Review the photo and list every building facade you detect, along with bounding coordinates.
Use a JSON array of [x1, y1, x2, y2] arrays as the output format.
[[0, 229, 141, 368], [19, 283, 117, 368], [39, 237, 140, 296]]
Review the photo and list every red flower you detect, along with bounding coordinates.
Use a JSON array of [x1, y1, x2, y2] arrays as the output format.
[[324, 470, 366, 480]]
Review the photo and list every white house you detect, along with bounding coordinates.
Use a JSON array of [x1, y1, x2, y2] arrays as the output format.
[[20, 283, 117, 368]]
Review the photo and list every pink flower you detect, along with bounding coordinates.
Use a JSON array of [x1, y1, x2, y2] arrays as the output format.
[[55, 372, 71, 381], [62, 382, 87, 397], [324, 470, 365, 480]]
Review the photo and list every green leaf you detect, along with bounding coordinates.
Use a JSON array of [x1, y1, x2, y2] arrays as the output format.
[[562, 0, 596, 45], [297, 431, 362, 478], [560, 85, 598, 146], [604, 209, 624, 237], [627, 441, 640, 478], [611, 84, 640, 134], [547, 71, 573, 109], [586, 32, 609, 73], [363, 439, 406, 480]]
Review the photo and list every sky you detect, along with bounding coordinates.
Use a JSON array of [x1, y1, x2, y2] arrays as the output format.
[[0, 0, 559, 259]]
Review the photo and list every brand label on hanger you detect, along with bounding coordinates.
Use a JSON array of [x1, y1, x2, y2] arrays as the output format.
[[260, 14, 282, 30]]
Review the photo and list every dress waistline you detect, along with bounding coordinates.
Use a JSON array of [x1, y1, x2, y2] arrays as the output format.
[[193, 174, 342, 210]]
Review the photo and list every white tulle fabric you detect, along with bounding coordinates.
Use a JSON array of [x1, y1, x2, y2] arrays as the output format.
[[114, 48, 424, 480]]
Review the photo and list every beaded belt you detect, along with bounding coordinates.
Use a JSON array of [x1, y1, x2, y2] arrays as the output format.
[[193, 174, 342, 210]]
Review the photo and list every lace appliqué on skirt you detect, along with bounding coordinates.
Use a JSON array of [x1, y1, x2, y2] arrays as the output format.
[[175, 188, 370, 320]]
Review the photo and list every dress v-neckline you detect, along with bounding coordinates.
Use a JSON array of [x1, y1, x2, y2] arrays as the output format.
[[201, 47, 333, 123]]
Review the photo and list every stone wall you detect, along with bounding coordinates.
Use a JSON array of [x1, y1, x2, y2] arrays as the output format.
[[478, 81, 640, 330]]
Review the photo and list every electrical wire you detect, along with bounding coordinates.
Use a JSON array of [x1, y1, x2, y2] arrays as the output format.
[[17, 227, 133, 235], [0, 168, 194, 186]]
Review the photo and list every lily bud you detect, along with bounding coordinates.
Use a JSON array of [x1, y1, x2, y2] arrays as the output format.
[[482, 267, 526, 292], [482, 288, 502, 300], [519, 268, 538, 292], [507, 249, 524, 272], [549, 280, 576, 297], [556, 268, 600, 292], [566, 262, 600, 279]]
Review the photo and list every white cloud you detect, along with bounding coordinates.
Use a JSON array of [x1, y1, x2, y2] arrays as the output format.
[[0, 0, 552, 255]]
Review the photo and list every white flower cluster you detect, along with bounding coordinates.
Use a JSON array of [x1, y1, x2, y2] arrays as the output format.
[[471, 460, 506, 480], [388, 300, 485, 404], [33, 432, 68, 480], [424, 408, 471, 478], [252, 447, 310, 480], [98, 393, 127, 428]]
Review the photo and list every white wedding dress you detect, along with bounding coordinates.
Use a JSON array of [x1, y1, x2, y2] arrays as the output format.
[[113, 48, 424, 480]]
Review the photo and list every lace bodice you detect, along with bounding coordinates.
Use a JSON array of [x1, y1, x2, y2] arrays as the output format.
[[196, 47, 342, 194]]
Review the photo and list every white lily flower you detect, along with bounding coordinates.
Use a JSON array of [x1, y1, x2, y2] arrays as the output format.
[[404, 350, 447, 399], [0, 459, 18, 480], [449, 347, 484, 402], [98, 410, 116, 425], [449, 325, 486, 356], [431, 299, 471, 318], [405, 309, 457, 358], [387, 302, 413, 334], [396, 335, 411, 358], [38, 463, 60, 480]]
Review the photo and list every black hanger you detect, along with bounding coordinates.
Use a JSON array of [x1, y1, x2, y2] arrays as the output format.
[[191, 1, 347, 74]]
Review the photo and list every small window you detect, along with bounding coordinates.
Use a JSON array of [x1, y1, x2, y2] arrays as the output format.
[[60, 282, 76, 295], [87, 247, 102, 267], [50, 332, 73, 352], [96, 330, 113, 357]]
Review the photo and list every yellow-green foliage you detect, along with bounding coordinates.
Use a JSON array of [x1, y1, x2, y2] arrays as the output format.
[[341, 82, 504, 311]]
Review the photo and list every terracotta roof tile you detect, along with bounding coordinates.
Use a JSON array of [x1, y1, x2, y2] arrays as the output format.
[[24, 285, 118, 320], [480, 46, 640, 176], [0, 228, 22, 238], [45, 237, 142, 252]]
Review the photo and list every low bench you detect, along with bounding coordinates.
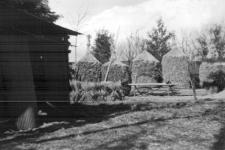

——

**GOAL**
Please edit the lines above, starting with the line containing "Review the photo and list every white tulle" and going on through the line containing "[[113, 48, 424, 480]]", so that "bounding coordinates" becomes "box coordinates" wherever it occurs, and give back only those lines with nothing else changed.

**WRITTEN REPLY**
Review the photo and list every white tulle fabric you detect, along with box coordinates.
Use a JSON array of [x1, y1, x2, y2] arrays as the output format.
[[114, 48, 424, 480]]
Review the photo and list every beaded belt you detect, along with box coordinates.
Use a JSON array of [x1, y1, x2, y2] arrays as the output format.
[[193, 174, 342, 210]]
Review the photo and list every lace appliqué on skirt you detect, along with box coordinates.
Use a JSON array of [x1, y1, x2, y2] arrays as the output format.
[[175, 188, 370, 320]]
Review the photo and list every dress v-neckline you detect, along with box coordinates.
Use a JSON array of [x1, y1, x2, y2] arrays as the output format.
[[201, 47, 333, 123]]
Review the photo and list every stone wall you detect, along with box coordinates.
Use a JSON array of [x1, y1, x2, y2] arrays as the output format.
[[478, 81, 640, 330]]
Review the photo and list every electrical wire you detect, along with box coordinates.
Use a JSON array of [x1, y1, x2, y2] arrays as the output format.
[[17, 227, 133, 235], [0, 168, 194, 186]]
Review the photo and list every lily bud you detect, along with box coordinates.
Use a JSON array of [x1, y1, x2, y2] arrays as the output format.
[[482, 267, 526, 292], [482, 288, 502, 300], [519, 268, 538, 292], [507, 249, 524, 272], [549, 280, 576, 297], [556, 268, 600, 292], [566, 262, 600, 279]]
Review the photo and list every white cloud you detect, along with box coordinates.
Use a JSON array of [x1, y1, x2, y2] arrays as the output format.
[[0, 0, 552, 255]]
Review the photo and list every white flower cluster you detect, along with box coordinates.
Use a JSON array of [x1, y1, x2, y2] arrays as the output format.
[[471, 460, 506, 480], [388, 300, 485, 404], [33, 432, 68, 480], [424, 408, 471, 478], [252, 447, 310, 480], [98, 393, 127, 428]]
Review the photo and list every white wedding dress you detect, along with box coordinates.
Use a JSON array of [x1, y1, x2, y2] arrays as the output format.
[[113, 48, 424, 480]]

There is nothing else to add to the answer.